— Document segment —
In the 2002 movie Minority Report, Tom Cruise plays with a futuristic computer like a maestro. With a flick of his wrist, data moves from one screen to the next, and a panoramic view of a park spins like a toy top.
“But if it’s virtual reality, why should he only use two arms? Why should he even have a humanlike form?” asks Jeremy Bailenson, director of Stanford’s Virtual Human Interaction Lab.
Last week, Bailenson’s team released new research that shows a person can master a virtual third arm within just a few minutes. The study explores the concept of “homuncular flexibility”, wherein people learn to control bodies different from their own by changing how they perceive human movements.
“It opens interesting opportunities, such as with the design of video game avatars, but could also help war amputees who are in rehab,” says cognitive neuroscientist and media researcher Wijnand IJsselstein, who wasn’t involved with the research.

— Complete the following —
• 1. Print the passage of the virtual-arm article that begins with the words "In the 2002" and ends after the words "like a toy top.".
• 2. Shorten the paragraph of the virtual-arm article that opens with "Last week, Bailenson's team released" into a brief list that keeps its main facts.
The rows come from a different source than the virtual-arm article.

— Provided information —
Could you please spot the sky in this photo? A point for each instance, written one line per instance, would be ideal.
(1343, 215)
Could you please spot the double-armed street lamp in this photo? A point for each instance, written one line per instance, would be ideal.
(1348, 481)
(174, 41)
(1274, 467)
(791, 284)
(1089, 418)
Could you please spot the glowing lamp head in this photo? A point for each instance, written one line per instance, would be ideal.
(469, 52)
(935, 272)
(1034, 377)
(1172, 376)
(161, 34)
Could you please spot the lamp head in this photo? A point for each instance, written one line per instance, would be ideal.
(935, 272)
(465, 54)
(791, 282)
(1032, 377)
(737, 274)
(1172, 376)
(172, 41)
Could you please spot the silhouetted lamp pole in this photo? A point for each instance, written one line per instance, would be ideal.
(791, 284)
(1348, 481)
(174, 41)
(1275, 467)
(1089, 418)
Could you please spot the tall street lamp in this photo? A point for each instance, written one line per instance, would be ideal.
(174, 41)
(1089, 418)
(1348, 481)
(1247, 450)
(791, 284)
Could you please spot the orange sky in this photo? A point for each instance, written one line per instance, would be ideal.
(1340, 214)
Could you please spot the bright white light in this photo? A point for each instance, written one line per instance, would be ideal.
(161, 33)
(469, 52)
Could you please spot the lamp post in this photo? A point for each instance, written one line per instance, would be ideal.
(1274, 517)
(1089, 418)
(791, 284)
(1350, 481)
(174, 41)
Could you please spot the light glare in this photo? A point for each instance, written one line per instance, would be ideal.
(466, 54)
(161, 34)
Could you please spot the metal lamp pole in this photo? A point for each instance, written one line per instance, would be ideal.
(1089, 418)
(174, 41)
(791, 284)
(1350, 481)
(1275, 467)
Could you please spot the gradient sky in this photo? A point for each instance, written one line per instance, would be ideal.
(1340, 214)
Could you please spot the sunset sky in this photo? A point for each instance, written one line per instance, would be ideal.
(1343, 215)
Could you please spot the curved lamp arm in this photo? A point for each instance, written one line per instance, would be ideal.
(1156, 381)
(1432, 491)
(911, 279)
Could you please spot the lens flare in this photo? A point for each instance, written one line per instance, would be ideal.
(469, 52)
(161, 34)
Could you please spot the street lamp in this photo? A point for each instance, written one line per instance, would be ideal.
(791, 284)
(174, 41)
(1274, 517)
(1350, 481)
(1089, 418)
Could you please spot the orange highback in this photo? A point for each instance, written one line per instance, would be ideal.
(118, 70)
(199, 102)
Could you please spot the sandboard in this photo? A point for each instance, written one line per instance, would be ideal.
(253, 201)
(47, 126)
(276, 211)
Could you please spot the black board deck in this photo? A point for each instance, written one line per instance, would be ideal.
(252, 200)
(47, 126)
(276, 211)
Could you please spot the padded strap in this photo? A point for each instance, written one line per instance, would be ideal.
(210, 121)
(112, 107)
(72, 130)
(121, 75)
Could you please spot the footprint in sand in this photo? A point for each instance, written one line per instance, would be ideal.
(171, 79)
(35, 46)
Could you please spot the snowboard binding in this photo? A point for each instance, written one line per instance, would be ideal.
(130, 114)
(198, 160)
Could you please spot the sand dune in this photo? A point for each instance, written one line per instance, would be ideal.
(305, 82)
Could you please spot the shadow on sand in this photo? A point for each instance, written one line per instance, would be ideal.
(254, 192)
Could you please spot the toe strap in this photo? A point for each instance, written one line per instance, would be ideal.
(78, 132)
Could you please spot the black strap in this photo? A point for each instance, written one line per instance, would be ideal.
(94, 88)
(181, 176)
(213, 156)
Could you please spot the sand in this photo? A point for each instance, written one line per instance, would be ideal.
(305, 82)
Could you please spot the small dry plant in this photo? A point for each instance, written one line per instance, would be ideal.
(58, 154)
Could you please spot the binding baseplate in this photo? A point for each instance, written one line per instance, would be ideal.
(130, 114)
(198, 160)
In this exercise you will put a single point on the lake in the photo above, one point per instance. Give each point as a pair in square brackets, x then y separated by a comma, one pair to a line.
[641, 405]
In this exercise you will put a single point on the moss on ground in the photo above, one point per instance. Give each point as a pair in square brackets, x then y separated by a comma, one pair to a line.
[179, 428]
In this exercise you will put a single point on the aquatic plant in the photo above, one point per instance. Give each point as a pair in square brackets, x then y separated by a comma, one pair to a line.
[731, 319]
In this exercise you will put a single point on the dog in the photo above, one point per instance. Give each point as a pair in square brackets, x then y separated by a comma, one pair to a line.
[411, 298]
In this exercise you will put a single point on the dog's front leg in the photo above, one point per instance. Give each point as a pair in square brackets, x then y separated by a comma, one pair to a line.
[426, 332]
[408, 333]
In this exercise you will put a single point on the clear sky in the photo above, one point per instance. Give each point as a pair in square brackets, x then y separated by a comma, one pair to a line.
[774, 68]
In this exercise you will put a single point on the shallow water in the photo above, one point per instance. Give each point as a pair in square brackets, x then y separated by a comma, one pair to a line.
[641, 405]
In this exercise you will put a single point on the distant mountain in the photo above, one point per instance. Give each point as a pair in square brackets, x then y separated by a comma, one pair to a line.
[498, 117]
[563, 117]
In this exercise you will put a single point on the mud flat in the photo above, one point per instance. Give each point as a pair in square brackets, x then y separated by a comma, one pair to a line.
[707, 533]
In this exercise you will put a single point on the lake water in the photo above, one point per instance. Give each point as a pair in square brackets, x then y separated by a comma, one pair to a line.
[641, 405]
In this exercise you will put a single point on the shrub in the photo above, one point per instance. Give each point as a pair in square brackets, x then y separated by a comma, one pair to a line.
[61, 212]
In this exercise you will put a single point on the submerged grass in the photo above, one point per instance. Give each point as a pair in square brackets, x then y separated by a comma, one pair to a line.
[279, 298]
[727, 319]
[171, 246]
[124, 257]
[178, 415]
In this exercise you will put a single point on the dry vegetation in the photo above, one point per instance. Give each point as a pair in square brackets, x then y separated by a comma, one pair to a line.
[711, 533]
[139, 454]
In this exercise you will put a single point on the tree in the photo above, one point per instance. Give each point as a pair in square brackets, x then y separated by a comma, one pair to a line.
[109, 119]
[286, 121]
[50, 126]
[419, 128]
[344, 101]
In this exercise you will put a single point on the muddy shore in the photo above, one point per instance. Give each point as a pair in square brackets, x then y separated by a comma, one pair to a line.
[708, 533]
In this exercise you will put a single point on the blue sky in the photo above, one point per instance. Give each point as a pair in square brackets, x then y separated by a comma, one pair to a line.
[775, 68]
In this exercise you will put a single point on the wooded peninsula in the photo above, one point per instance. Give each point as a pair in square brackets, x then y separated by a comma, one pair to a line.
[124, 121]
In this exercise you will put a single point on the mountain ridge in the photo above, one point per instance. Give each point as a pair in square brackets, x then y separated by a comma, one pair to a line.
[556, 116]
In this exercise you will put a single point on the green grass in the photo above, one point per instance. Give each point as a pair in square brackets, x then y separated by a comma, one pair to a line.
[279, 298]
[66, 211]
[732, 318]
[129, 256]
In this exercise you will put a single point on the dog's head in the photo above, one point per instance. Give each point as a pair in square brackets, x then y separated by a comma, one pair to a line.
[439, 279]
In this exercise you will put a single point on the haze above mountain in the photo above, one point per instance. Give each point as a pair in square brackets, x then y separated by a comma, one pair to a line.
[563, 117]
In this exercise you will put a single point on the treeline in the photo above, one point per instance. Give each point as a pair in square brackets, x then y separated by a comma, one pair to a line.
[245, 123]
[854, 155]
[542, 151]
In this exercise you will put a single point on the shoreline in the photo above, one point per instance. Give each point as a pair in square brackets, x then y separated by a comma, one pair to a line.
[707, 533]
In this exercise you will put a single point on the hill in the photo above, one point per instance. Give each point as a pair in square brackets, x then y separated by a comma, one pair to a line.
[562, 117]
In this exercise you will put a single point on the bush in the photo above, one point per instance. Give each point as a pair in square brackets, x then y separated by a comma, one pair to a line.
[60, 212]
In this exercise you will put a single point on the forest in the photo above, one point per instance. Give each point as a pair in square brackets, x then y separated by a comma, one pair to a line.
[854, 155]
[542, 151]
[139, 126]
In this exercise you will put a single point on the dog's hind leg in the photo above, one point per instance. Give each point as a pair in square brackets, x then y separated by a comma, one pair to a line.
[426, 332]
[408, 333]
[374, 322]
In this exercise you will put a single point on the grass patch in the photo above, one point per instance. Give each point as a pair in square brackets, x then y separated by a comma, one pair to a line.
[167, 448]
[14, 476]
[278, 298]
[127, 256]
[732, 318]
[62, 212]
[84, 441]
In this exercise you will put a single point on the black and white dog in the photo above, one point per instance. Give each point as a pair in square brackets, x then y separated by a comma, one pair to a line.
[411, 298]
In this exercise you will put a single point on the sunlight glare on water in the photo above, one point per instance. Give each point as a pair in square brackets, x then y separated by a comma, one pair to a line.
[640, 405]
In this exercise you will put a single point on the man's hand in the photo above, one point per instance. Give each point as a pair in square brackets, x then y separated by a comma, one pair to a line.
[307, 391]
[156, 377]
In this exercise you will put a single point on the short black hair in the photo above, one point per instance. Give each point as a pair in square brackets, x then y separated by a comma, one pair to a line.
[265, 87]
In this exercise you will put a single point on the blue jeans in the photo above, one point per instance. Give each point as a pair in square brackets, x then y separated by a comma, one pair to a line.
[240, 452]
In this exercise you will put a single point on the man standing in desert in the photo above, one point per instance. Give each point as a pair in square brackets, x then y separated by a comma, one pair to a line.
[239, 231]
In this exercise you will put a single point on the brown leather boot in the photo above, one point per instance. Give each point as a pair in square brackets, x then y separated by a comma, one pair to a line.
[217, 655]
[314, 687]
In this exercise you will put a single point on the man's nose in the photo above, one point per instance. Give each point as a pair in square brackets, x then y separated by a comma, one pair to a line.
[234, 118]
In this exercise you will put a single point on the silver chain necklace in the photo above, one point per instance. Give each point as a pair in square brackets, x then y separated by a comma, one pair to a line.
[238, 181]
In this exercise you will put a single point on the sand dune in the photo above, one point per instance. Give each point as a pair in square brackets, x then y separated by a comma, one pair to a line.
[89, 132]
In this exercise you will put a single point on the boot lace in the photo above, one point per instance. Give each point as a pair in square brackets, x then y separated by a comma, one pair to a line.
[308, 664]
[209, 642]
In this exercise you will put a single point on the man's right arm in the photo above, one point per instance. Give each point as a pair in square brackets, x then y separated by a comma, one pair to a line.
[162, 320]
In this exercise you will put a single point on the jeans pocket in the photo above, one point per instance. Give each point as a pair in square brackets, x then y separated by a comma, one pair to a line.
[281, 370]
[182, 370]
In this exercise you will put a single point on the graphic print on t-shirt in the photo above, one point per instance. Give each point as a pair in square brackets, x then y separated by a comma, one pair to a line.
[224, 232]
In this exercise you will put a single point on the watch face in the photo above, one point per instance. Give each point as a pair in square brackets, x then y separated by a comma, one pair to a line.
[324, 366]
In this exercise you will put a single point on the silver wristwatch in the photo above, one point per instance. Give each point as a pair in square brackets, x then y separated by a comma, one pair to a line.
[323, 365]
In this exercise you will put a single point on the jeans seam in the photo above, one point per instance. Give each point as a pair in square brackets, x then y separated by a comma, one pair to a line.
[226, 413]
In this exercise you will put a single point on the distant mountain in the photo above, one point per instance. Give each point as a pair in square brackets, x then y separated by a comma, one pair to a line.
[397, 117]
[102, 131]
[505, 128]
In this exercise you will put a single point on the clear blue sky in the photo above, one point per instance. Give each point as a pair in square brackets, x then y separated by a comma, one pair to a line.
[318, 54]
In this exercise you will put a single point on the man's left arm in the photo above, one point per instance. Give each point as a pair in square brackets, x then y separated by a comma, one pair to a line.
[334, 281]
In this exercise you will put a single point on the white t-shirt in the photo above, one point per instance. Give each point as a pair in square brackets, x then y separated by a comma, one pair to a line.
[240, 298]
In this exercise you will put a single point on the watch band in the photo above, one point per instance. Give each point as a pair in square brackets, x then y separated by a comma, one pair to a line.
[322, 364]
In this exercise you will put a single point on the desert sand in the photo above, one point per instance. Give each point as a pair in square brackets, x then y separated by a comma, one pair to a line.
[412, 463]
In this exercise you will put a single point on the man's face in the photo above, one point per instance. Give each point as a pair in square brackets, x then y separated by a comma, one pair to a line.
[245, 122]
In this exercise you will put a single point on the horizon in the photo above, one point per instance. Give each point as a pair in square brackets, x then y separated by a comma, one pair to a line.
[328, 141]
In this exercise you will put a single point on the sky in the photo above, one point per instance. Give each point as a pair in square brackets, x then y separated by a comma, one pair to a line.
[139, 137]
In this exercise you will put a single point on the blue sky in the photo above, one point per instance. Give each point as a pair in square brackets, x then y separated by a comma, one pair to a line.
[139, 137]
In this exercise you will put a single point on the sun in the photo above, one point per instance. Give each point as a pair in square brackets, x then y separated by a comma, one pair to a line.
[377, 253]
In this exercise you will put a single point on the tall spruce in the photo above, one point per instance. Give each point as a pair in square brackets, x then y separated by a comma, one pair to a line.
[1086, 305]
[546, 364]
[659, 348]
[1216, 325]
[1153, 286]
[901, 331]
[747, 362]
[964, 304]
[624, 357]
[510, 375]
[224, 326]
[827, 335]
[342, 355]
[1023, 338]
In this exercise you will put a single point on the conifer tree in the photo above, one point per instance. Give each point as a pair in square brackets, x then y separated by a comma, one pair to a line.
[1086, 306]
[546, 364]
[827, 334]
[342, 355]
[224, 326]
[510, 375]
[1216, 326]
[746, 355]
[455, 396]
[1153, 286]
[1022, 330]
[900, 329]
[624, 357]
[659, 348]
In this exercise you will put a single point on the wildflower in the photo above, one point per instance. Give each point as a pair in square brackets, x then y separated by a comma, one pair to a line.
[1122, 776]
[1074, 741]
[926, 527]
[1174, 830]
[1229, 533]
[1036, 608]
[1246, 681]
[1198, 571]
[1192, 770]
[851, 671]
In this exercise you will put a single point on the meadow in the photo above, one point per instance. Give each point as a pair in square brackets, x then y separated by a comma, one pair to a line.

— Solutions to the exercise —
• 1.
In the 2002 movie Minority Report, Tom Cruise plays with a futuristic computer like a maestro. With a flick of his wrist, data moves from one screen to the next, and a panoramic view of a park spins like a toy top.

• 2.
- Bailenson's team released new research last week.
- It shows that a person can master a virtual third arm within a few minutes.
- The study explores "homuncular flexibility," in which people learn to control bodies unlike their own by changing how they perceive human movements.